**TASK TO CARRY OUT**
Please retype the listing below line for line, starting at the line containing "Expected content: yellow" and stopping after the line containing "0 60 75 112".

**DATA RECORDS**
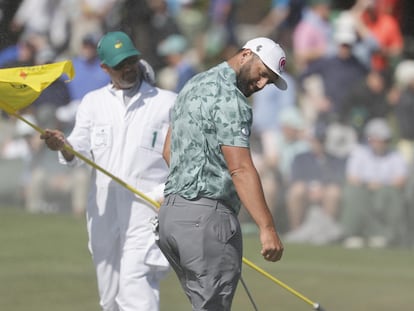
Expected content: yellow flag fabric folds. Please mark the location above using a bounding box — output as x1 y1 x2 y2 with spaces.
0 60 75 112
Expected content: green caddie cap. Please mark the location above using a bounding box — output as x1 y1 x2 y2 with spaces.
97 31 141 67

---

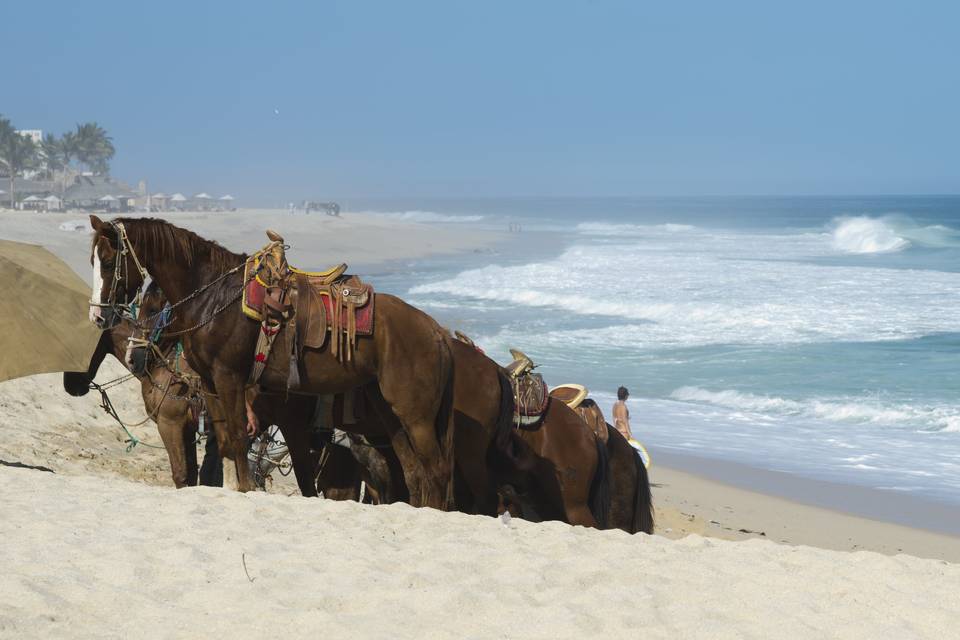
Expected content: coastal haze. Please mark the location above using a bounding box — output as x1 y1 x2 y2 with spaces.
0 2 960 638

...

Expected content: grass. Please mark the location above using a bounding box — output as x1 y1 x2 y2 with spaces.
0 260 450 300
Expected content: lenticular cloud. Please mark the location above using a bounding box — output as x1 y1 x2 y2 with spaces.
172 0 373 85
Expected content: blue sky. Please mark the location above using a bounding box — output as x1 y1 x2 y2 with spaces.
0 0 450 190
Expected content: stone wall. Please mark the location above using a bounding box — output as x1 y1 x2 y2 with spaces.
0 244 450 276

**WRITTEN ANSWER**
Expected content: yellow flag fabric folds. Please mark the location above using a bounding box — output as x1 y1 x2 y2 with spaces.
0 60 75 112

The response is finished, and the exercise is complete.